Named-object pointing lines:
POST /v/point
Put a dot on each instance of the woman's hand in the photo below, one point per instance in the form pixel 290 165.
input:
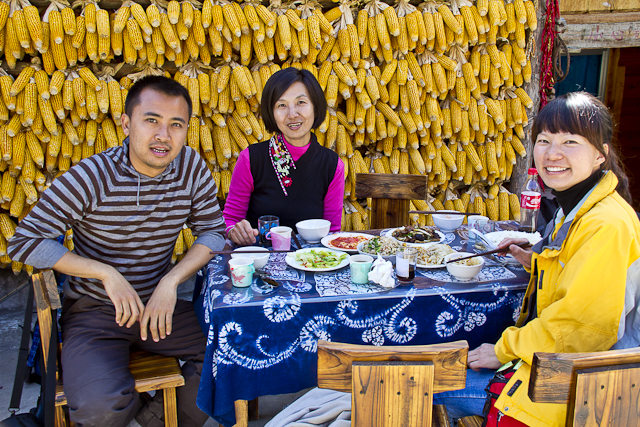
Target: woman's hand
pixel 522 255
pixel 483 357
pixel 242 234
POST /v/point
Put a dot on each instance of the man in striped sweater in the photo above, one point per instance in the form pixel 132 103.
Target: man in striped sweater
pixel 126 207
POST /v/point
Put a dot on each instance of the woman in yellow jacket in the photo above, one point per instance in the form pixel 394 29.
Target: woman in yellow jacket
pixel 584 291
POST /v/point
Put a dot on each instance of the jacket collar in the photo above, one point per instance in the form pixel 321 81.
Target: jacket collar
pixel 561 222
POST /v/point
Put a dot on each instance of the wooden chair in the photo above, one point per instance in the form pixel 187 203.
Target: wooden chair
pixel 601 389
pixel 393 385
pixel 391 194
pixel 150 371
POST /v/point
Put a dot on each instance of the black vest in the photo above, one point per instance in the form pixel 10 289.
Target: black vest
pixel 305 200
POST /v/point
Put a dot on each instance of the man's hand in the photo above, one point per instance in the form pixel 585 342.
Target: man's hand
pixel 158 314
pixel 125 299
pixel 522 255
pixel 242 234
pixel 483 357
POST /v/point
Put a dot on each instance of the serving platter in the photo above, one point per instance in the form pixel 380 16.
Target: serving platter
pixel 326 241
pixel 389 233
pixel 292 262
pixel 426 246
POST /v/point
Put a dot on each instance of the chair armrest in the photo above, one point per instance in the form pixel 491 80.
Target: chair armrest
pixel 552 377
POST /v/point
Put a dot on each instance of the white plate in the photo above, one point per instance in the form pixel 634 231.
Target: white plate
pixel 391 258
pixel 489 238
pixel 439 233
pixel 291 261
pixel 426 265
pixel 326 241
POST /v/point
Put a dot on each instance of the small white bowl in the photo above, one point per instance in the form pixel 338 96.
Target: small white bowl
pixel 447 223
pixel 313 230
pixel 463 272
pixel 259 260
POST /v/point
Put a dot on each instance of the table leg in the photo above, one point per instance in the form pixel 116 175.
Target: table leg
pixel 242 413
pixel 253 410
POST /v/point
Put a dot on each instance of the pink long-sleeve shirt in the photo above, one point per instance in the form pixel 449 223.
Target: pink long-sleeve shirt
pixel 241 187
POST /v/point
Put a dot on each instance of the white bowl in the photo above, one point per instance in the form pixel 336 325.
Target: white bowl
pixel 259 260
pixel 447 223
pixel 463 272
pixel 313 230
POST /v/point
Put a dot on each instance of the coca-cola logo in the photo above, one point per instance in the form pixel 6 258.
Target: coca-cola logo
pixel 530 201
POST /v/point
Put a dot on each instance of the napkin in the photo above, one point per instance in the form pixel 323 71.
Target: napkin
pixel 382 273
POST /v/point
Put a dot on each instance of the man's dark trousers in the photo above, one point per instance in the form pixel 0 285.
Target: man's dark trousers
pixel 100 389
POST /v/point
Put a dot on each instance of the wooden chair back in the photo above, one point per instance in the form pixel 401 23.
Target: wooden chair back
pixel 601 389
pixel 150 371
pixel 392 385
pixel 391 194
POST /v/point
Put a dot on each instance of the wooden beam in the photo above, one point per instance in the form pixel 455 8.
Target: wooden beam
pixel 601 18
pixel 519 175
pixel 392 394
pixel 449 359
pixel 614 59
pixel 391 186
pixel 552 377
pixel 602 35
pixel 597 6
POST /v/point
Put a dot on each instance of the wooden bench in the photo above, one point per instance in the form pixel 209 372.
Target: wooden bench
pixel 391 195
pixel 601 388
pixel 393 385
pixel 150 371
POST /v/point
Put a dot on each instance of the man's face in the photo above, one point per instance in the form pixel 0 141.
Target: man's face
pixel 157 131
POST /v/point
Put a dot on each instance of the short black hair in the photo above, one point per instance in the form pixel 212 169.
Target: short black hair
pixel 278 84
pixel 160 84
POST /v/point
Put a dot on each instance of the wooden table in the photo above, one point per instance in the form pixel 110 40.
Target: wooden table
pixel 263 341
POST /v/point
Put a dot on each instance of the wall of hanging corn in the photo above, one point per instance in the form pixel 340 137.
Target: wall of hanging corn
pixel 433 88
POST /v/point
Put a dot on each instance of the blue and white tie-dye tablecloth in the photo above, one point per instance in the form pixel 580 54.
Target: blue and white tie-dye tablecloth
pixel 262 341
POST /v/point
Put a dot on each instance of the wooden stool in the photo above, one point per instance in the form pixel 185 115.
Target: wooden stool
pixel 391 194
pixel 150 371
pixel 601 388
pixel 393 385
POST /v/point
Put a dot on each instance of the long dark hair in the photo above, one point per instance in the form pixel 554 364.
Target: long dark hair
pixel 581 113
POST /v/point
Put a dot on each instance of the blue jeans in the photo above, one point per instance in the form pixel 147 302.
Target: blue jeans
pixel 470 400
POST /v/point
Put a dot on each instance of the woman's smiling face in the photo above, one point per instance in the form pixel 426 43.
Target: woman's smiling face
pixel 564 159
pixel 294 114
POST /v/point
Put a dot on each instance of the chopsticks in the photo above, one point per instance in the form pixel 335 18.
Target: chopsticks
pixel 442 213
pixel 495 251
pixel 248 252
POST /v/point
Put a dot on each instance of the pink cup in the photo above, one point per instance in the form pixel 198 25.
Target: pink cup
pixel 280 238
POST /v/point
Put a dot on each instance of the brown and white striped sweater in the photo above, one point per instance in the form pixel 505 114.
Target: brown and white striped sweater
pixel 121 218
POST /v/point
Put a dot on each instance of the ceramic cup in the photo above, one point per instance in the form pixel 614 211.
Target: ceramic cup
pixel 360 266
pixel 266 223
pixel 241 270
pixel 476 224
pixel 280 238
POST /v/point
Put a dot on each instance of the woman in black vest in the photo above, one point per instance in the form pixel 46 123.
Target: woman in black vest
pixel 291 175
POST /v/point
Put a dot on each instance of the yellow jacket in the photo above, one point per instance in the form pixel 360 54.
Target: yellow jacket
pixel 584 291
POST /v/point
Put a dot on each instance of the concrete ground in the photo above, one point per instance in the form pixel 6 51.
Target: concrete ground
pixel 11 319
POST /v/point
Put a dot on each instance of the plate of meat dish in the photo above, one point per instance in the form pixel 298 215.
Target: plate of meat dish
pixel 432 256
pixel 416 235
pixel 347 242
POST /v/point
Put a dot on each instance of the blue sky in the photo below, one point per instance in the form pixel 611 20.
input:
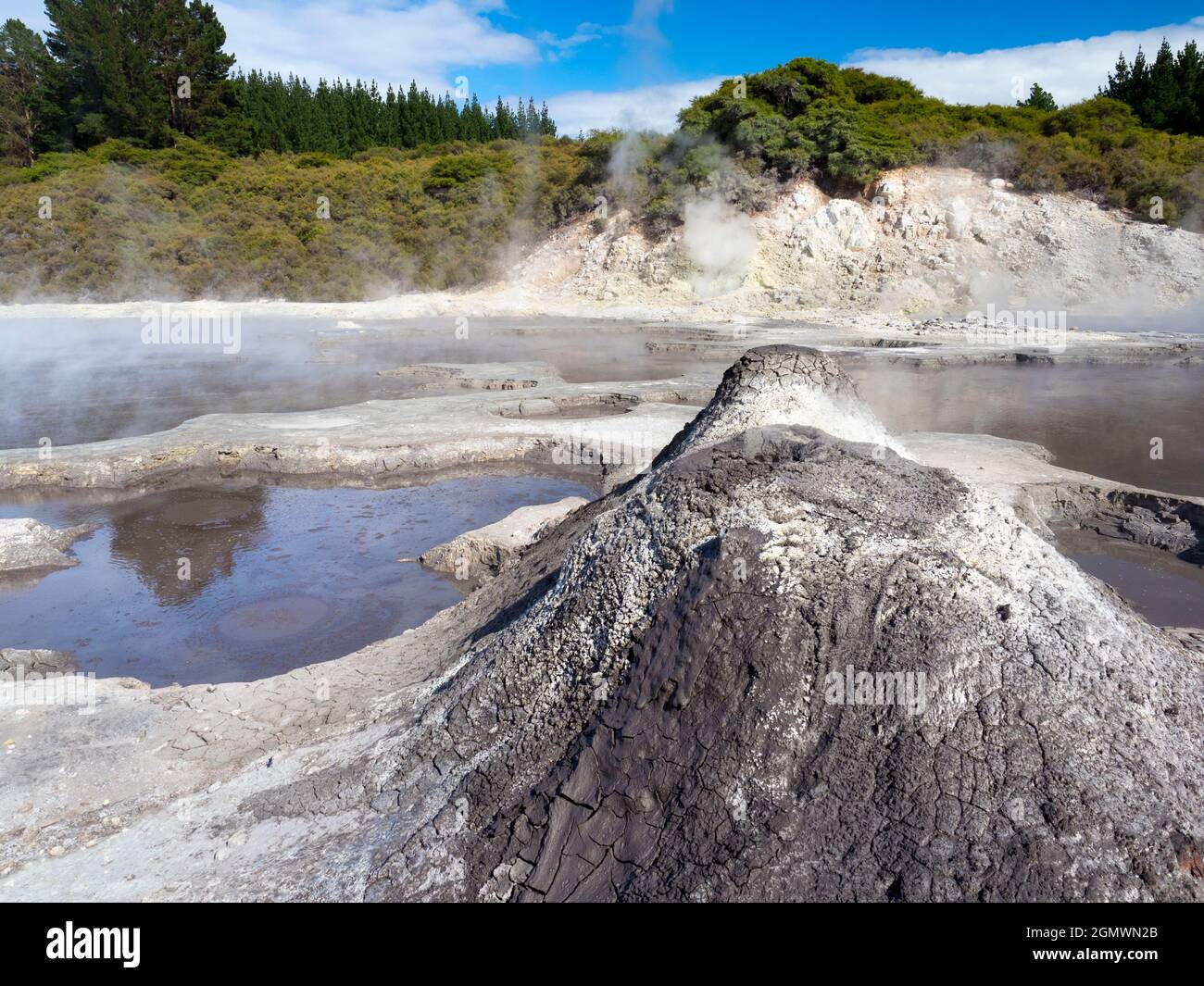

» Short exercise
Identify every line above that contains the string "vest", and copy each one out in full. Case counts.

» Finished exercise
Put a dot on each instance of the black vest in the photo above, one point per instance in the form pixel 10 289.
Target: black vest
Put a dot on each instance of the woman in black vest in the photo above, one point per instance in the form pixel 46 123.
Target: woman in black vest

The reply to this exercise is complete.